TASK TO COMPLETE: Copy every entry in this part of a data file word for word, but leave out the pictures.

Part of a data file
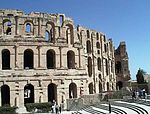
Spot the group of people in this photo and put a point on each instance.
(139, 94)
(56, 109)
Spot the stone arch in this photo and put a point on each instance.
(29, 27)
(72, 90)
(7, 26)
(28, 93)
(118, 67)
(98, 45)
(69, 33)
(89, 66)
(91, 88)
(70, 59)
(5, 95)
(52, 92)
(99, 63)
(88, 33)
(5, 59)
(100, 87)
(28, 59)
(88, 46)
(119, 85)
(108, 86)
(50, 29)
(51, 59)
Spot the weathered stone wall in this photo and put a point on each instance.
(52, 39)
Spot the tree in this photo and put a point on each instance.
(140, 76)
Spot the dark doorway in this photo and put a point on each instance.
(5, 95)
(29, 94)
(72, 90)
(52, 92)
(119, 85)
(5, 59)
(50, 56)
(70, 59)
(91, 88)
(28, 59)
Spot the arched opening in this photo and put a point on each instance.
(119, 85)
(99, 64)
(98, 45)
(100, 87)
(52, 92)
(72, 90)
(118, 67)
(28, 59)
(5, 95)
(107, 86)
(50, 57)
(88, 46)
(89, 66)
(28, 93)
(88, 34)
(7, 27)
(91, 88)
(69, 34)
(47, 35)
(28, 27)
(5, 59)
(70, 60)
(50, 28)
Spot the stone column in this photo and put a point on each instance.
(60, 50)
(79, 58)
(39, 55)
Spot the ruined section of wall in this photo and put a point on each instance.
(122, 66)
(45, 57)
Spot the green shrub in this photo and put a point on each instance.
(7, 110)
(43, 107)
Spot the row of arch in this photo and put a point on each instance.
(29, 93)
(29, 59)
(49, 30)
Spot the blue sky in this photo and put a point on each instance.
(121, 20)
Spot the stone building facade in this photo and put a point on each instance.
(122, 66)
(45, 57)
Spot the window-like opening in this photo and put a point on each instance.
(118, 67)
(105, 48)
(88, 46)
(119, 85)
(106, 63)
(88, 34)
(47, 35)
(100, 87)
(91, 88)
(97, 36)
(50, 57)
(28, 59)
(69, 34)
(5, 95)
(61, 18)
(107, 86)
(70, 59)
(50, 28)
(98, 45)
(5, 59)
(28, 93)
(89, 66)
(52, 92)
(28, 27)
(7, 27)
(99, 64)
(72, 90)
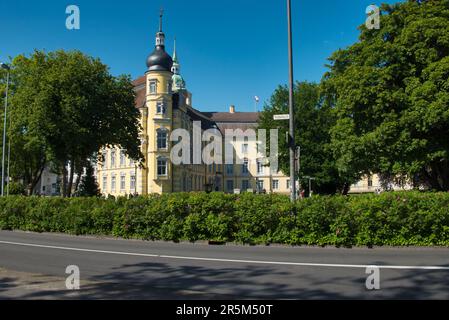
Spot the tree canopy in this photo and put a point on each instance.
(390, 93)
(66, 107)
(313, 121)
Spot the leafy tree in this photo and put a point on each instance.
(89, 186)
(67, 107)
(312, 123)
(391, 96)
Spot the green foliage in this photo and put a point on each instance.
(89, 186)
(66, 106)
(16, 188)
(312, 123)
(390, 91)
(404, 218)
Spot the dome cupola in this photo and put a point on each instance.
(159, 60)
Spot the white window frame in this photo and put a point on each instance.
(105, 183)
(152, 83)
(245, 167)
(161, 107)
(122, 158)
(260, 168)
(113, 156)
(113, 182)
(158, 165)
(122, 182)
(132, 182)
(158, 139)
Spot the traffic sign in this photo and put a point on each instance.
(281, 117)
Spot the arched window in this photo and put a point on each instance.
(161, 107)
(162, 138)
(162, 167)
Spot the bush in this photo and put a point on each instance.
(404, 218)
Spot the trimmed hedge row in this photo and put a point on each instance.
(408, 218)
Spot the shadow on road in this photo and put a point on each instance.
(162, 281)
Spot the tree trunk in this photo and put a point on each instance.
(78, 178)
(72, 173)
(35, 179)
(64, 181)
(345, 190)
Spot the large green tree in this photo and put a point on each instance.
(313, 120)
(391, 96)
(66, 107)
(88, 185)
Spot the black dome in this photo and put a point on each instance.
(159, 60)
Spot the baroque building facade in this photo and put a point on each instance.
(165, 105)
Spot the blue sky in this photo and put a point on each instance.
(230, 50)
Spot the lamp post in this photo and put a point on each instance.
(7, 68)
(291, 111)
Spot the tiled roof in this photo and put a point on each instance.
(247, 118)
(237, 117)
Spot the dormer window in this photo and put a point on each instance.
(153, 87)
(162, 138)
(169, 87)
(161, 107)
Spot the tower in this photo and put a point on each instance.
(159, 119)
(177, 79)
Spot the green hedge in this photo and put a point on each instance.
(406, 218)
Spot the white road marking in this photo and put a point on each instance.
(284, 263)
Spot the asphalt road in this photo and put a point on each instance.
(130, 269)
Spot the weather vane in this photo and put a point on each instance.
(160, 19)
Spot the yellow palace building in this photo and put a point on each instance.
(165, 104)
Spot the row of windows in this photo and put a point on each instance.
(123, 177)
(260, 185)
(113, 158)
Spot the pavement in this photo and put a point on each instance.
(33, 266)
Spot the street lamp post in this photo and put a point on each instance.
(291, 96)
(7, 68)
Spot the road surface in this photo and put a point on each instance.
(32, 266)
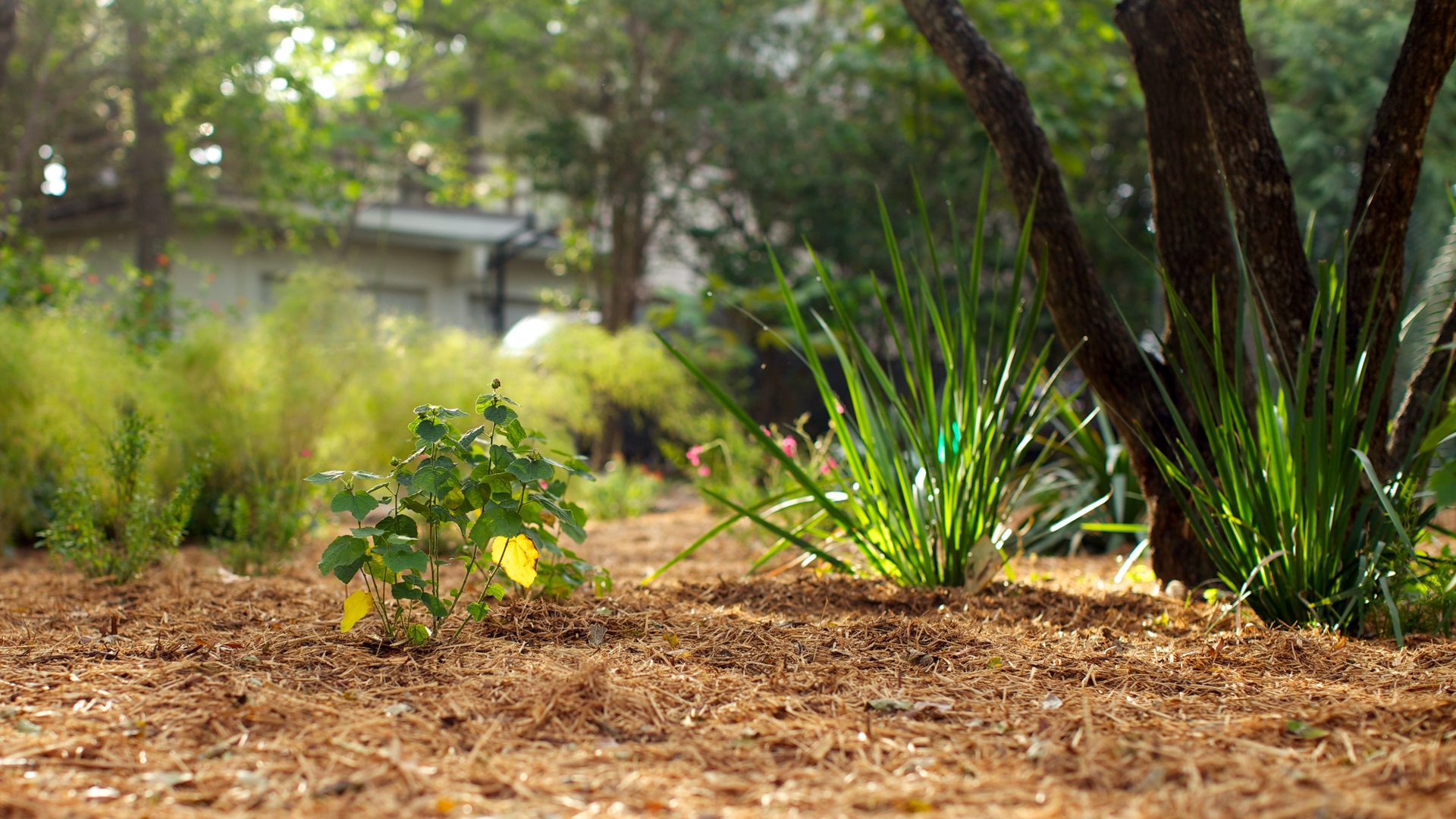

SOLUTION TO THIS EXERCISE:
Spot the group of people in this photo and put a point on each instance.
(139, 94)
(56, 109)
Spot the stone arch in this photo and put a point on each instance.
(29, 27)
(72, 90)
(7, 26)
(28, 93)
(118, 67)
(98, 45)
(69, 33)
(89, 66)
(91, 88)
(70, 59)
(5, 95)
(52, 92)
(99, 63)
(88, 33)
(5, 59)
(100, 87)
(28, 59)
(88, 46)
(119, 85)
(108, 86)
(50, 29)
(51, 59)
Spot the weathered stone wall in this photo and put a point on each instance.
(52, 39)
Spot the tree in this photo and put a point on each instance.
(140, 76)
Spot the dark doorway in this photo and put a point on each instance.
(5, 95)
(29, 94)
(72, 90)
(52, 92)
(119, 85)
(5, 59)
(50, 56)
(70, 59)
(91, 88)
(28, 59)
Spot the arched opening in this photo and put a point on each instance.
(119, 85)
(99, 64)
(98, 45)
(100, 87)
(52, 92)
(72, 90)
(118, 67)
(28, 59)
(5, 95)
(107, 86)
(50, 57)
(88, 46)
(89, 66)
(28, 93)
(88, 34)
(7, 27)
(91, 88)
(69, 34)
(47, 35)
(28, 27)
(5, 59)
(70, 60)
(50, 28)
Spot the stone column in this photo and put a point on each instance.
(60, 50)
(79, 58)
(39, 55)
Spot the ruined section of wall in this photo and put a point on each instance.
(122, 66)
(45, 57)
Spot the green shrub in this photo and put a point on each instance.
(7, 110)
(43, 107)
Spot the row of arch in this photo and put a point on each instance.
(29, 93)
(29, 59)
(49, 30)
Spot the blue sky in this photo and put a point on each instance.
(121, 20)
Spot the stone building facade in this photo and put a point on each instance.
(122, 66)
(45, 57)
Spot the window-like opening in this photo and put a point on each instance.
(118, 67)
(105, 48)
(88, 46)
(119, 85)
(106, 63)
(88, 34)
(47, 35)
(100, 87)
(91, 88)
(97, 36)
(50, 57)
(28, 59)
(69, 34)
(5, 95)
(61, 18)
(107, 86)
(70, 59)
(50, 28)
(98, 45)
(5, 59)
(28, 93)
(89, 66)
(52, 92)
(28, 27)
(7, 27)
(99, 64)
(72, 90)
Spot the tree canopy in this photo and put a point on each instance.
(390, 93)
(66, 107)
(313, 121)
Spot the leafy tree in this photo and put a point on each instance.
(89, 186)
(67, 107)
(312, 123)
(391, 96)
Spot the green foliage in this photo and put a point on each instance.
(89, 186)
(66, 106)
(16, 188)
(312, 123)
(390, 91)
(404, 218)
Spot the dome cupola in this photo and put a point on each instance.
(159, 60)
Spot the white window frame in this photo and put a point on each instance.
(105, 183)
(152, 83)
(245, 167)
(161, 107)
(122, 158)
(260, 168)
(113, 156)
(113, 182)
(158, 165)
(122, 182)
(132, 182)
(158, 139)
Spot the traffic sign in this photo and put a point on each instance.
(281, 117)
Spot the arched window in this photo and put a point on each instance.
(161, 107)
(162, 138)
(162, 167)
Spot the bush in this photo and put a point on each instance.
(404, 218)
Spot the trimmed hedge row in this photo and put a point on each instance.
(408, 218)
Spot the shadow on road in this photo and put a point on each instance.
(162, 281)
Spot the tree trunk in this photo and put a point on each instance.
(78, 178)
(72, 173)
(35, 179)
(64, 181)
(345, 190)
Spot the large green tree in this photo and put a point on each instance.
(313, 120)
(391, 96)
(66, 107)
(88, 185)
Spot the black dome in this photo and put a point on each instance.
(159, 60)
Spot the baroque building facade in this photo and put a point on each instance.
(165, 105)
Spot the blue sky in this photo and put a point on each instance.
(230, 50)
Spot the lamp post in this photo and put a point on each instance.
(7, 68)
(291, 111)
Spot the tiled roof in this photo and put a point on each instance.
(247, 118)
(237, 117)
Spot the dormer window in this photo and put a point on each instance.
(153, 87)
(162, 138)
(169, 87)
(161, 107)
Spot the tower in this photo and put a point on each instance.
(159, 119)
(177, 79)
Spot the green hedge in this photo and put a point on each instance.
(406, 218)
Spot the white road marking in this photo and put a point on each instance.
(284, 263)
Spot the asphalt road in this photo and put a point on each instance.
(130, 269)
Spot the weather vane in this photo and put a point on each instance.
(160, 19)
Spot the yellow palace building in this photo and put a point on each instance.
(165, 104)
Spot the row of windows in this photo and put a point on each instance.
(123, 177)
(260, 185)
(113, 158)
Spot the pavement in this photo and put a point on each instance.
(33, 266)
Spot the street lamp post in this photo and put a point on each instance.
(291, 96)
(7, 68)
Spot the road surface in this photo and put a point on each instance.
(32, 266)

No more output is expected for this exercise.